-- START OF Data for the task --
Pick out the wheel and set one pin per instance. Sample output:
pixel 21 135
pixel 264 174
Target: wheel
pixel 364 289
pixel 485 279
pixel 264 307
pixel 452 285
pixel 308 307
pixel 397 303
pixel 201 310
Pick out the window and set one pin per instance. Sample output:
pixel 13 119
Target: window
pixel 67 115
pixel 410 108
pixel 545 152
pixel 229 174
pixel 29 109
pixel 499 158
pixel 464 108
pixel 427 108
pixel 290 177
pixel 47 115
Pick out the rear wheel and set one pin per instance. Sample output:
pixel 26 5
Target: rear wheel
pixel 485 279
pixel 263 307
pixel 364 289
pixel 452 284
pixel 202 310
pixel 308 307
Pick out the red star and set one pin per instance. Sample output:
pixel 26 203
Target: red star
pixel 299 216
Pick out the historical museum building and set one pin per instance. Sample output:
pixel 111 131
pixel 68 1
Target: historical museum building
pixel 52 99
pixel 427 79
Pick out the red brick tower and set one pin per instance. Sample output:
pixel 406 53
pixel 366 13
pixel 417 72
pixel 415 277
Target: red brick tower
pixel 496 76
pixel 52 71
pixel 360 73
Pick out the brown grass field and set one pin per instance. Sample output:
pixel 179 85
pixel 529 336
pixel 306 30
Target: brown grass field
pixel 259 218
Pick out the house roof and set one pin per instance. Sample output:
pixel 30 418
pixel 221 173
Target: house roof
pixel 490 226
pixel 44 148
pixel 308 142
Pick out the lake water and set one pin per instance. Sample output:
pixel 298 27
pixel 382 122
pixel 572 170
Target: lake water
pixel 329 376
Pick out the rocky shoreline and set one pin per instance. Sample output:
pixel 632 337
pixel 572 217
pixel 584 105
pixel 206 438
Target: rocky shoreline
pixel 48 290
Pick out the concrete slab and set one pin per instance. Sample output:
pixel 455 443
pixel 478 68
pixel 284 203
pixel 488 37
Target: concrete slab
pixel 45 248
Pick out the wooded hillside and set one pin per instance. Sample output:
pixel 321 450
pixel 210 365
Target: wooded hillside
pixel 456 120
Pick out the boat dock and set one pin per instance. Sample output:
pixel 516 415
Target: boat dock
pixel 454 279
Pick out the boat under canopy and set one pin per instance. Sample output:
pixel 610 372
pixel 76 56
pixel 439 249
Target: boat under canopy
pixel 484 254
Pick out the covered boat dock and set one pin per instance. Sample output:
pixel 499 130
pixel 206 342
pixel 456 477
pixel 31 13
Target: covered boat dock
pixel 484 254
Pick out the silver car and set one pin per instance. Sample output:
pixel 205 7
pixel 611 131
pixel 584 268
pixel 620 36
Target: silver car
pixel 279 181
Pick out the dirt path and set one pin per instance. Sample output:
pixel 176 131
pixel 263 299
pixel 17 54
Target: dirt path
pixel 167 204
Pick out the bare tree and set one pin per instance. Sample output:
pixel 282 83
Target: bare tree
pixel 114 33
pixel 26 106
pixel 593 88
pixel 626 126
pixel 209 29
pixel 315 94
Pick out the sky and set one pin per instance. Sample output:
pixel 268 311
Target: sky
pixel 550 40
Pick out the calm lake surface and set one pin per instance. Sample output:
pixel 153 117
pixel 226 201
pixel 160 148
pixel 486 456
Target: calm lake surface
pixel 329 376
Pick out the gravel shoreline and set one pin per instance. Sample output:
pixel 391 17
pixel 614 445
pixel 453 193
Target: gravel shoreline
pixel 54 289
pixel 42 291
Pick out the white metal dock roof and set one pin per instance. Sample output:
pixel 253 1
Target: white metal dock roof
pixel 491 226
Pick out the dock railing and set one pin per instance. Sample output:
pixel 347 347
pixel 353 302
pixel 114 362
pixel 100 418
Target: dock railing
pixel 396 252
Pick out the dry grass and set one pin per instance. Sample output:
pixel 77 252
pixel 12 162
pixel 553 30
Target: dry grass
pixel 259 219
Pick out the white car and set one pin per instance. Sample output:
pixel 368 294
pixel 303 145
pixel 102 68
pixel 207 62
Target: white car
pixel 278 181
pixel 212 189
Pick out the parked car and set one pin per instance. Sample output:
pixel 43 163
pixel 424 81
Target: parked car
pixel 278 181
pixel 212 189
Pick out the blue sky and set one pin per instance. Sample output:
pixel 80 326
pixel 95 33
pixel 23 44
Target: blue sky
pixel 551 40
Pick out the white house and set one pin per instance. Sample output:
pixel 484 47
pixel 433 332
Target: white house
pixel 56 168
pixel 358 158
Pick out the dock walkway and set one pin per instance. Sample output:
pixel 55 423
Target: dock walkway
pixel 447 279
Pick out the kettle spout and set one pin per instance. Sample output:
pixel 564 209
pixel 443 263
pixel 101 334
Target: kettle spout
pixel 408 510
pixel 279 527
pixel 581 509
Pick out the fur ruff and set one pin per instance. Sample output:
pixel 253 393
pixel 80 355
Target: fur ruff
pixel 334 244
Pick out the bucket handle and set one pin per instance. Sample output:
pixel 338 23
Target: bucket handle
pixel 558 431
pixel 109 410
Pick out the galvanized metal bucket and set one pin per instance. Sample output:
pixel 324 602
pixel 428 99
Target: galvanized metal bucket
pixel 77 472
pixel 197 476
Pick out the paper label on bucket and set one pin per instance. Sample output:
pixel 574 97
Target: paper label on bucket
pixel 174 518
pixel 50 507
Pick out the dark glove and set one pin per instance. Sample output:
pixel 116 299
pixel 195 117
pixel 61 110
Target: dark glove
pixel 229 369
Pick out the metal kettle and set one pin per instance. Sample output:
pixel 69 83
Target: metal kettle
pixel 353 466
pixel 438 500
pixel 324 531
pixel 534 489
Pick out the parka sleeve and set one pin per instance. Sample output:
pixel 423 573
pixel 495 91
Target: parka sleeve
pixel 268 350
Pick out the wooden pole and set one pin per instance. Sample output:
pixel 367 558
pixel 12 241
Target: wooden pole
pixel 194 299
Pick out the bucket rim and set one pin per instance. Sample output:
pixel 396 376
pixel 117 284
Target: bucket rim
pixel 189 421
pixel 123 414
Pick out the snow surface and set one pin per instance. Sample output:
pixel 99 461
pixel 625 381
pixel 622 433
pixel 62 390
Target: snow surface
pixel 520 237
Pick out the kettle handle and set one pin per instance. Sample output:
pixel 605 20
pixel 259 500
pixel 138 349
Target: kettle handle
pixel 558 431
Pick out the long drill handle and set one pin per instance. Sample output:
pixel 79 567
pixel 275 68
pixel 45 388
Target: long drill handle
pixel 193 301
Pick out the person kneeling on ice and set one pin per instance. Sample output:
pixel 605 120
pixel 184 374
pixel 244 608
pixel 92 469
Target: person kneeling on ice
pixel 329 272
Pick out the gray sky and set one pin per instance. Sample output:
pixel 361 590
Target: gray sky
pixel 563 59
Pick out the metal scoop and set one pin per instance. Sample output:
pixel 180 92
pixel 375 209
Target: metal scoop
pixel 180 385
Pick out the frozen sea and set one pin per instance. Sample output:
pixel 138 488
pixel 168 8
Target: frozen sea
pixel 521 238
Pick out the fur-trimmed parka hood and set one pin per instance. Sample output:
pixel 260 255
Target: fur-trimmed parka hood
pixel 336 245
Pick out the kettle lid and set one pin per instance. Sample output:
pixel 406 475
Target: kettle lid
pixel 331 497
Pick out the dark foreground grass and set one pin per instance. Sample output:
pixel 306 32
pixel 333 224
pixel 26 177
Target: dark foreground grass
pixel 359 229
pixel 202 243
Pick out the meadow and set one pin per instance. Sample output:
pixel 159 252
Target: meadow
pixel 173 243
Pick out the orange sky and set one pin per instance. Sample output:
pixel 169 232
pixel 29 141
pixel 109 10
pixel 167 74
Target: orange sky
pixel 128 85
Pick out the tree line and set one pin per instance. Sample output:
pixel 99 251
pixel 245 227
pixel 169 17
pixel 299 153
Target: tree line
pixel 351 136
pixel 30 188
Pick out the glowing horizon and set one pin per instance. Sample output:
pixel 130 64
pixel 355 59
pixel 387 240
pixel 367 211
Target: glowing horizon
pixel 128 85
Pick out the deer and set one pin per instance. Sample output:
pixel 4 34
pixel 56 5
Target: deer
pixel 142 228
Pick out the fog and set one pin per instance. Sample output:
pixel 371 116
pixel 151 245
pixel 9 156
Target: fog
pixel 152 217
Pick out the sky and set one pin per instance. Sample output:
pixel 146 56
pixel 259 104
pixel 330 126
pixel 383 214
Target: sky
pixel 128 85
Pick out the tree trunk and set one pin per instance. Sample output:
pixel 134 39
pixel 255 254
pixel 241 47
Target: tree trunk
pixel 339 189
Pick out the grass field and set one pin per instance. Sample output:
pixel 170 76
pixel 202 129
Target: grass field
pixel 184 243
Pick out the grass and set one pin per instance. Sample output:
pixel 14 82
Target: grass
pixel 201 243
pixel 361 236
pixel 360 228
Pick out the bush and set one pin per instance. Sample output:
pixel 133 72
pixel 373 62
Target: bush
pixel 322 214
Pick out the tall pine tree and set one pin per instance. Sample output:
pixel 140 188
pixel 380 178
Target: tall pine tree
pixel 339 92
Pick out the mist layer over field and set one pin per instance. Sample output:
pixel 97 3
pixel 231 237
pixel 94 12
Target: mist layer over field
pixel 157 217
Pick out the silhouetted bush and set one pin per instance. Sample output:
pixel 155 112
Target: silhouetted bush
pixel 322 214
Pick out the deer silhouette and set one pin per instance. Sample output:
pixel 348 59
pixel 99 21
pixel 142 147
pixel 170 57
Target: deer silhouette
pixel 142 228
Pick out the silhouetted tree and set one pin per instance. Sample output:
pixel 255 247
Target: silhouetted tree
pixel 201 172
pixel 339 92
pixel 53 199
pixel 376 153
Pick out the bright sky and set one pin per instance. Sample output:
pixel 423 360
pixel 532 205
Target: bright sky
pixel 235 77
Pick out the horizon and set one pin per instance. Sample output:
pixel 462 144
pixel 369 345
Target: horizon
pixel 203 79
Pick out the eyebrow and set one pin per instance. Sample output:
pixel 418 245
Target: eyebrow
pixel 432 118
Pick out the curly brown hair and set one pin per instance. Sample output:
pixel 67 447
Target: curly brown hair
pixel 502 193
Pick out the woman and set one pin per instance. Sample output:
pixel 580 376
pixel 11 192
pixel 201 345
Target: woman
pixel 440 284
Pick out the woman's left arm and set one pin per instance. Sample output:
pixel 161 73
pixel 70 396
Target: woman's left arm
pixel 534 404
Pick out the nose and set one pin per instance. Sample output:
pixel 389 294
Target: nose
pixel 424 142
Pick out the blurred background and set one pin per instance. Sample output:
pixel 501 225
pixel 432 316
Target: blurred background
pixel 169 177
-- END OF Data for the task --
Reproduce the listing above from the line with "Pick out the concrete" to the line with "pixel 167 204", substituting "gravel path" for "dirt path" and leaving everything else unchanged.

▶ **Exercise answer**
Pick out the concrete slab and set one pin per instance. Sample output:
pixel 455 443
pixel 478 68
pixel 284 203
pixel 488 37
Target: concrete slab
pixel 45 248
Pick out the wooded hillside and set one pin per instance. Sample output:
pixel 321 450
pixel 210 365
Target: wooded hillside
pixel 456 120
Pick out the boat dock and set one pin per instance. Sample output:
pixel 516 415
Target: boat dock
pixel 454 279
Pick out the boat under canopy and set one pin per instance. Sample output:
pixel 610 372
pixel 76 56
pixel 439 249
Target: boat under canopy
pixel 484 254
Pick out the covered boat dock and set one pin per instance. Sample output:
pixel 499 130
pixel 206 342
pixel 456 477
pixel 31 13
Target: covered boat dock
pixel 484 254
Pick out the silver car and set one pin per instance. Sample output:
pixel 205 7
pixel 611 131
pixel 584 268
pixel 620 36
Target: silver car
pixel 279 181
Pick out the gravel path and set one pin per instance. Sample output:
pixel 176 131
pixel 263 299
pixel 17 54
Target: gravel path
pixel 167 204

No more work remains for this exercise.